START Data to process
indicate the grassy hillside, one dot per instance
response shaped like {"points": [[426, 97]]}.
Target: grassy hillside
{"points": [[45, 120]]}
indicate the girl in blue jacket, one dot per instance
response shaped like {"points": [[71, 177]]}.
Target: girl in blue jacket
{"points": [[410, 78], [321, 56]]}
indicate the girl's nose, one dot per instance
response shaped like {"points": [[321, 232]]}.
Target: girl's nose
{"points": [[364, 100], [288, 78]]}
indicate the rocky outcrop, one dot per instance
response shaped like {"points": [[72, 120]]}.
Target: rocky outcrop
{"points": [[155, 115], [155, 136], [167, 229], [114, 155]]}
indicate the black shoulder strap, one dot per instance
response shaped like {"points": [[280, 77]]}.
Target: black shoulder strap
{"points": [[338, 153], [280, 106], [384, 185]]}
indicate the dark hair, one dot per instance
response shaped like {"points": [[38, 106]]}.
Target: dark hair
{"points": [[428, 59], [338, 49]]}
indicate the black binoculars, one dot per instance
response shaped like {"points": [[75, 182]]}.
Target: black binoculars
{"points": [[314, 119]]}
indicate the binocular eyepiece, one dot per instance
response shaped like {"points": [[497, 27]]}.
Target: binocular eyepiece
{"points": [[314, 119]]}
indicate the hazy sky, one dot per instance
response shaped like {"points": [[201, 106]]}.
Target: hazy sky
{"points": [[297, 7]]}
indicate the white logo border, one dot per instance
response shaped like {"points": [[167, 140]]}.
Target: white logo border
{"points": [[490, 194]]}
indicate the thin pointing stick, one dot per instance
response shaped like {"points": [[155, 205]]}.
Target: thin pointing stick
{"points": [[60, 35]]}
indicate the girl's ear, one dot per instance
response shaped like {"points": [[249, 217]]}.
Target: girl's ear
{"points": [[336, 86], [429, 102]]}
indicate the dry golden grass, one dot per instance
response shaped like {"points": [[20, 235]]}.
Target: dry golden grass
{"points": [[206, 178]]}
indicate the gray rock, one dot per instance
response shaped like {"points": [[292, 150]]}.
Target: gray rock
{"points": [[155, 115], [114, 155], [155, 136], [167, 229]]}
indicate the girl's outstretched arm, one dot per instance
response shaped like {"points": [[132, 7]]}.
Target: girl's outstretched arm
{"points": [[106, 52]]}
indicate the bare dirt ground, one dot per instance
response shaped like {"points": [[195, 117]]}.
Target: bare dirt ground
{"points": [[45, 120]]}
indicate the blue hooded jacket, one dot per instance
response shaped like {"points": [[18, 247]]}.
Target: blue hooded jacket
END Data to process
Work to complete:
From the listing above, reproduce all the lines exactly.

Task answer:
indicate the grassy hillside, one dot per instance
response shaped like {"points": [[426, 97]]}.
Target: grassy hillside
{"points": [[45, 120]]}
indicate the girl in blue jacket, one dot per instance
response shaped like {"points": [[71, 177]]}.
Target: girl in blue jacket
{"points": [[410, 78], [321, 56]]}
indicate the girl's nose, one dot per instance
response shaped like {"points": [[321, 232]]}.
Target: girl's nose
{"points": [[364, 100], [288, 78]]}
indicate the rocky outcrop, one dot per instance
response shaped like {"points": [[72, 120]]}.
Target: rocky outcrop
{"points": [[155, 115], [155, 136], [167, 229], [114, 155]]}
indicate the black shoulder strap, one dot per instance
response shaped like {"points": [[280, 77]]}.
Target: black shoulder strap
{"points": [[338, 153], [280, 106], [384, 185]]}
indicate the dark hair, one dot per instance
response shaped like {"points": [[38, 106]]}.
Target: dark hair
{"points": [[428, 59], [338, 49]]}
indicate the black binoculars, one dot per instance
response shaped like {"points": [[75, 182]]}.
Target: black binoculars
{"points": [[314, 119]]}
indicate the binocular eyepiece, one dot per instance
response shaped like {"points": [[497, 27]]}.
Target: binocular eyepiece
{"points": [[314, 119]]}
indicate the hazy sky, one dot per instance
response shaped like {"points": [[201, 106]]}.
Target: hazy sky
{"points": [[297, 7]]}
indicate the white logo border, one dot per instance
response shaped like {"points": [[167, 140]]}.
Target: white logo border
{"points": [[490, 194]]}
indicate the thin pointing stick, one dot per instance
response shaped like {"points": [[155, 205]]}.
Target: thin pointing stick
{"points": [[60, 35]]}
indicate the girl's ear, one dot per instance
response shaped like {"points": [[249, 217]]}.
Target: girl's ear
{"points": [[336, 86], [429, 102]]}
indicate the dry golden grass, one dot per instance
response shaped like {"points": [[20, 235]]}.
Target: dry golden grass
{"points": [[206, 178]]}
indicate the gray rock, one dot per instance
response shaped like {"points": [[292, 150]]}.
Target: gray rock
{"points": [[155, 115], [114, 155], [155, 136], [167, 229]]}
indicate the girl's outstretched arm, one dot per instance
response shaped like {"points": [[132, 7]]}.
Target: girl's outstretched arm
{"points": [[106, 52]]}
indicate the bare dirt ground, one dot per instance
response shaped like {"points": [[195, 117]]}.
Target: bare dirt ground
{"points": [[45, 120]]}
indicate the blue hooded jacket, one dot per instance
response shaped like {"points": [[18, 247]]}.
Target: blue hooded jacket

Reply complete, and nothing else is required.